Gönül Soyoğul
‘Feryatlarım sırlarımdır…’
9 Mart 2015 Pazartesi

Hafta sonu… Kıbrıs Şehitleri her zamankinden kalabalık, her zamanki gibi renkli, sıcak…
Kalabalığı yaran değil aralardan sıyrılmaya yarayan hareketlerle, ağır adımlarla yürüyoruz kebap ve kokorecin ağır bastığı kokular arasında. Ve seslerin… Sokak çalgıcılarının her biri ayrı ezgilerde, en çok da kendilerini eğlendiren müziklerini dinleyerek ilerliyoruz.
Caddenin sonuna doğru bulabildiğimiz kitabı alıp tekrar geldiğimiz yöne doğru dönerken, tek kişilik bir sokak sanatçısının sazının tellerinden dökülen türküye…. Gülümseyerek geçtiğimiz, çoğu gençlerin oluşturduğu gruplara yaptığımız gibi yapamıyoruz. Bir saz ustasından ziyade kendi kendine öğrendiği enstrümanla denemeler yaptığını düşündürten orta yaşlı, dökük giyimli adamın önünde durup çantamıza davranıyoruz.
Birkaç bozuk para, karşılıklı birkaç mahcubiyet teşekkürü, birkaç dakika durup dinlemek…
O türküsüne devam ederken biz de devam ediyoruz yürümeye, arkadaşlarla sözleştiğimiz gibi yemek yiyeceğimiz mekana gitmeye.

##############################

*Amaç*. Sayfa metninin ilk paragrafında Kıbrıs Şehitleri'ni nitelemek için kullanılan sıfatların hepsini yazın. Liste, sayfa metninden ayrı bir malzemedir.

*Veri alıntıları*.

##############################

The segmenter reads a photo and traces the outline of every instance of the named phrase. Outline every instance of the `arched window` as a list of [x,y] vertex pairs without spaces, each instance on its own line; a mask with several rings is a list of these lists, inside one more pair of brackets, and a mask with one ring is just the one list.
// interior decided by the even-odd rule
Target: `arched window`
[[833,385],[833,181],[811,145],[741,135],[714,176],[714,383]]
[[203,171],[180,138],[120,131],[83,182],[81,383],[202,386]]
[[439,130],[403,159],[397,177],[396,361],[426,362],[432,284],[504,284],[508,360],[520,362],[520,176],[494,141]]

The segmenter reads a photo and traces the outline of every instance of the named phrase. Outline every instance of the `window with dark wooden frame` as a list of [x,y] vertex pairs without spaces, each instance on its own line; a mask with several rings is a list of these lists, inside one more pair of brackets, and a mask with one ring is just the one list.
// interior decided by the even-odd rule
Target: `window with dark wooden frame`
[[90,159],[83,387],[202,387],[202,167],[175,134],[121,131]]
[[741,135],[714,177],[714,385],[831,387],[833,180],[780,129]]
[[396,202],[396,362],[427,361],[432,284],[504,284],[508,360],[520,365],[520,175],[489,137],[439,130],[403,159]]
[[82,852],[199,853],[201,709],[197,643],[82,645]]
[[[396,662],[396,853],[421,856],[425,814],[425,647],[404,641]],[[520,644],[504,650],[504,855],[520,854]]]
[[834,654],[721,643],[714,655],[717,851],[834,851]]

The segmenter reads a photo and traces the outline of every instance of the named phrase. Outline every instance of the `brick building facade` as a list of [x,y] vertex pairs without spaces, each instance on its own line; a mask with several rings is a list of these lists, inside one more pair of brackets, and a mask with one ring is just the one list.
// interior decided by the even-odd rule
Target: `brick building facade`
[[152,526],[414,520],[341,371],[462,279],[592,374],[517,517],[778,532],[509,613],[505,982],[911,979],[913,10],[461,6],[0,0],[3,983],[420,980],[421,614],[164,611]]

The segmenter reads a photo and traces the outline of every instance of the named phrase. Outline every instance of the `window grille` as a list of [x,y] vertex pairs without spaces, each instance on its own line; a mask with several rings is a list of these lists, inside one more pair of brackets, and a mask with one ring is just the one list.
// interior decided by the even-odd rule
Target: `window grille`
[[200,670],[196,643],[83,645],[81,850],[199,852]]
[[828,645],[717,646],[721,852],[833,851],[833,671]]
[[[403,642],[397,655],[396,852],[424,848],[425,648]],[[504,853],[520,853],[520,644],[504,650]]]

##############################

*Sonuç*. Kıbrıs Şehitleri kalabalık, renkli ve sıcak diye nitelenir.